> [Action item] Transcribe all of the data exactly. Omit the pictures.

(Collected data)
-.-.-
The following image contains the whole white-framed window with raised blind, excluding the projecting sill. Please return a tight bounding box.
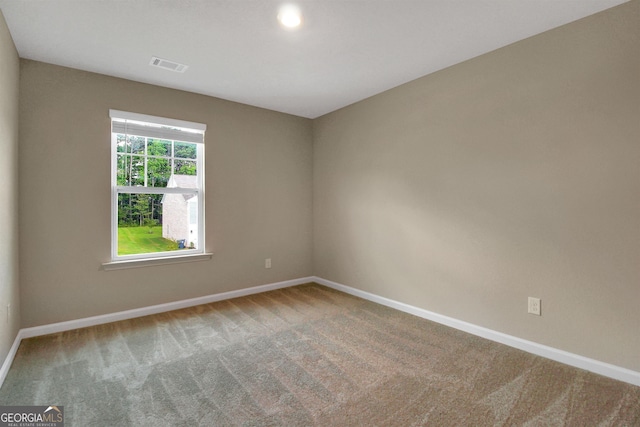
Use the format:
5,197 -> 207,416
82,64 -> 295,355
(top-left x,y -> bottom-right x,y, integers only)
109,110 -> 206,261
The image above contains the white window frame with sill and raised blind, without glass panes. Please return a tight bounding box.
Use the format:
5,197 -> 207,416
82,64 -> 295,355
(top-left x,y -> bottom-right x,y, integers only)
103,110 -> 211,269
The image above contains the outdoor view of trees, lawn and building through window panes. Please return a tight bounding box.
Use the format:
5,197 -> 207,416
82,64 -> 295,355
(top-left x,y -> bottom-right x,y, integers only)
115,134 -> 198,255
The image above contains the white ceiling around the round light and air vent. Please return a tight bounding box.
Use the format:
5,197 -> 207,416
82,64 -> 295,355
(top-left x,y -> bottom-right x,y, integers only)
0,0 -> 626,118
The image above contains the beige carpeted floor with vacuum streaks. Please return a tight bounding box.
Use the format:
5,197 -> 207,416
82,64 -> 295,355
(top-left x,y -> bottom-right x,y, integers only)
0,284 -> 640,426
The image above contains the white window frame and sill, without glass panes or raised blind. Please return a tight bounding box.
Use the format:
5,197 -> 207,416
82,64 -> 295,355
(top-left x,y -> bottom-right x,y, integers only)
102,110 -> 212,270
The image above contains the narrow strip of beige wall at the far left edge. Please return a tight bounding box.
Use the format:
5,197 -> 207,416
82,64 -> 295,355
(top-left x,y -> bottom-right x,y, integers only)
0,11 -> 20,365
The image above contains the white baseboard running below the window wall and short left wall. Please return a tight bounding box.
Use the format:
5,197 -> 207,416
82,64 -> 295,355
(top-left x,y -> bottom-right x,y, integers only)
0,277 -> 313,387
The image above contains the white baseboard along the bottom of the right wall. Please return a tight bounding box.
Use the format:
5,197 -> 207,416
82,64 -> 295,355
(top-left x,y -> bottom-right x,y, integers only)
312,277 -> 640,386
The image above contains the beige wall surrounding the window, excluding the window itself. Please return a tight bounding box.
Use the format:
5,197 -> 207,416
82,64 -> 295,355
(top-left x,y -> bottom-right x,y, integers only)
19,60 -> 312,327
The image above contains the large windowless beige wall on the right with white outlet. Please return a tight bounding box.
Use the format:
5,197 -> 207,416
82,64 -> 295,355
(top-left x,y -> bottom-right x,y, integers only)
314,1 -> 640,371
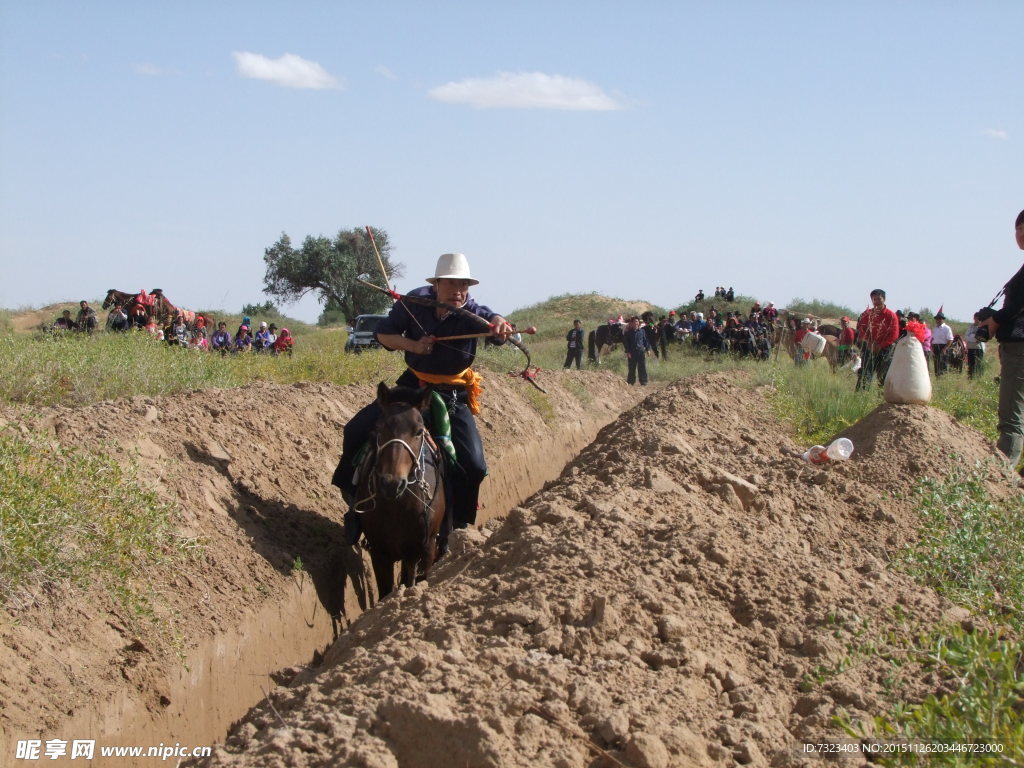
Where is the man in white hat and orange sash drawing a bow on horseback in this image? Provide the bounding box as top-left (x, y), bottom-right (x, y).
top-left (332, 253), bottom-right (514, 551)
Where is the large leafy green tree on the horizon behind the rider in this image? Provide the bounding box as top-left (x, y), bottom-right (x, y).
top-left (263, 227), bottom-right (403, 325)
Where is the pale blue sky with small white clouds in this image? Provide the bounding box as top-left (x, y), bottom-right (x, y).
top-left (0, 0), bottom-right (1024, 323)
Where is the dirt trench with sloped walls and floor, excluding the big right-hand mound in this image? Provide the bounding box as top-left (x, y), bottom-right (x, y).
top-left (0, 372), bottom-right (639, 765)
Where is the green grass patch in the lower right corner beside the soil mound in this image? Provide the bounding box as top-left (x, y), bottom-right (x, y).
top-left (839, 473), bottom-right (1024, 766)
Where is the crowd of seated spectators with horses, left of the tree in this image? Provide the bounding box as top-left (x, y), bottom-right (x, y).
top-left (50, 300), bottom-right (295, 355)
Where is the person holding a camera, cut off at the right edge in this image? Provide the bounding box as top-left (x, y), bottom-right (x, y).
top-left (975, 211), bottom-right (1024, 468)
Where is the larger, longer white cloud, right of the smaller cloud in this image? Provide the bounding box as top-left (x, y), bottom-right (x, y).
top-left (427, 72), bottom-right (621, 112)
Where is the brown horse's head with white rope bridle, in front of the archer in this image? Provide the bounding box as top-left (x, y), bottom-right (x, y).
top-left (375, 382), bottom-right (430, 501)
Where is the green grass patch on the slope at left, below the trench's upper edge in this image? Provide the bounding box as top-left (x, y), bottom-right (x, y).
top-left (0, 428), bottom-right (200, 617)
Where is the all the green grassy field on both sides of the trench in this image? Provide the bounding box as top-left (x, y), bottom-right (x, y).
top-left (0, 295), bottom-right (1024, 766)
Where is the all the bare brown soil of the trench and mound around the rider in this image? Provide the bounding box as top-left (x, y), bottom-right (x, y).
top-left (0, 364), bottom-right (1017, 768)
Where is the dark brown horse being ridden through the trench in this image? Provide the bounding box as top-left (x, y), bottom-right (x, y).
top-left (355, 382), bottom-right (445, 599)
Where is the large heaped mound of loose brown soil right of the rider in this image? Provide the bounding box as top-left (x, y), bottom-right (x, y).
top-left (193, 375), bottom-right (1006, 768)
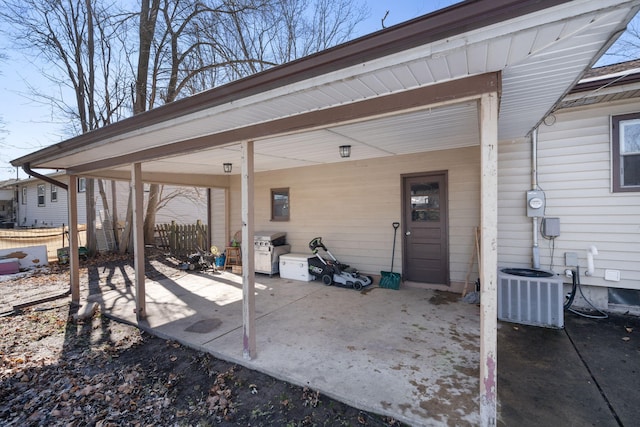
-.-.-
> [Output of the exercise]
The following image contains the whole white-framed window with raised blind, excluding the projecting sill. Please return a tight bounding box.
Use the format:
5,197 -> 207,416
82,64 -> 295,355
(top-left x,y -> bottom-right x,y, integers only)
109,110 -> 206,261
The image above contains the white window frame with sill and raised blind, without glass panes. Please return a tight bounding box.
Use the format:
5,197 -> 207,416
82,64 -> 295,355
(top-left x,y -> bottom-right x,y, integers only)
103,110 -> 211,269
The image above contains the outdoor view of trees, lawn and building through window panes. Please return a tight bounding box.
Use the format:
5,197 -> 207,416
82,64 -> 295,355
(top-left x,y -> bottom-right x,y, integers only)
115,134 -> 198,255
The image above contains the white ceiling around the round light and air vent. Please return a tight bounding box.
Use the format:
5,197 -> 207,416
82,64 -> 295,355
(top-left x,y -> bottom-right x,y, integers only)
0,0 -> 626,118
The image above contains the beige carpeted floor with vacuum streaks. Please return a tight bounding box.
Use the format:
5,197 -> 207,416
82,64 -> 295,355
(top-left x,y -> bottom-right x,y, integers only)
0,284 -> 640,426
The image above contains the white window frame and sill, without glass panes or raised blind. Please return a tight bounding box.
Use the format:
5,197 -> 207,416
82,64 -> 295,355
(top-left x,y -> bottom-right x,y, integers only)
102,110 -> 212,270
The image above contains the narrow strip of beige wall at the far left edge. Please return a tight bounding box.
Use the format:
5,197 -> 207,416
82,64 -> 295,355
(top-left x,y -> bottom-right x,y, integers only)
0,11 -> 20,365
The image above contains the white baseboard running below the window wall and short left wall. Please return a tight bounding box.
Use the format:
5,197 -> 207,416
82,64 -> 295,355
(top-left x,y -> bottom-right x,y, integers only)
0,277 -> 313,387
The image above contains the white baseboard along the bottom of the right wall. Please return a tight bounding box.
Use the format:
5,197 -> 207,416
82,64 -> 295,355
(top-left x,y -> bottom-right x,y, integers only)
312,277 -> 640,386
The image above contains the beige wall surrounding the window, excluding the window itself. Please return a tight bounding box.
Use the format:
5,197 -> 207,416
82,64 -> 295,355
(top-left x,y -> bottom-right x,y, integers only)
19,60 -> 312,327
The image above contains the large windowless beige wall on the right with white outlet. Please return a tight bounding box.
Use the format:
5,197 -> 207,416
82,64 -> 295,355
(top-left x,y -> bottom-right x,y, integers only)
314,1 -> 640,371
Where is the man in white hat and orange sash drawing a bow on horseback in this image? Provide the bounding box as top-left (x, y), bottom-right (x, y).
top-left (332, 253), bottom-right (514, 551)
Where is the large leafy green tree on the horizon behind the rider in this image? Provide the bounding box as top-left (x, y), bottom-right (x, y).
top-left (263, 227), bottom-right (403, 325)
Where is the pale blue sky with small white clouds in this image? Provide the bounding box as top-left (x, y), bottom-right (x, y).
top-left (0, 0), bottom-right (1024, 323)
Where is the dirt trench with sloped walls and floor, excluding the big right-hand mound in this image? Provide the bounding box as top-left (x, y), bottom-right (x, y).
top-left (0, 372), bottom-right (639, 765)
Where is the green grass patch in the lower right corner beside the soil mound in this image? Provide the bounding box as top-left (x, y), bottom-right (x, y).
top-left (839, 473), bottom-right (1024, 766)
Where is the crowd of seated spectators with horses, left of the tree in this image? Provide the bounding box as top-left (x, y), bottom-right (x, y).
top-left (50, 300), bottom-right (295, 355)
Where is the person holding a camera, cut off at the right edge in this image? Provide the bounding box as top-left (x, y), bottom-right (x, y).
top-left (975, 211), bottom-right (1024, 468)
Where is the larger, longer white cloud, right of the smaller cloud in this image? Provide the bounding box as top-left (x, y), bottom-right (x, y).
top-left (427, 72), bottom-right (621, 112)
Where is the brown horse's head with white rope bridle, in front of the archer in this image? Provide the bounding box as top-left (x, y), bottom-right (x, y).
top-left (375, 382), bottom-right (430, 501)
Where is the green grass patch on the slope at left, below the trench's upper edge in this image? Provide the bounding box as top-left (x, y), bottom-right (x, y).
top-left (0, 428), bottom-right (200, 617)
Where is the all the green grassy field on both sides of the trench in this image? Provide the bounding box as top-left (x, y), bottom-right (x, y).
top-left (0, 295), bottom-right (1024, 766)
Where is the all the bare brown soil of the trench and mound around the rider in this image? Provide the bounding box as top-left (x, y), bottom-right (x, y).
top-left (0, 364), bottom-right (1017, 768)
Where is the dark brown horse being ridden through the trench in this image? Provide the bounding box as top-left (x, y), bottom-right (x, y).
top-left (355, 382), bottom-right (445, 599)
Where is the large heaped mound of loose brown soil right of the rider in this image? Provide the bounding box as top-left (x, y), bottom-right (x, y).
top-left (193, 375), bottom-right (1006, 768)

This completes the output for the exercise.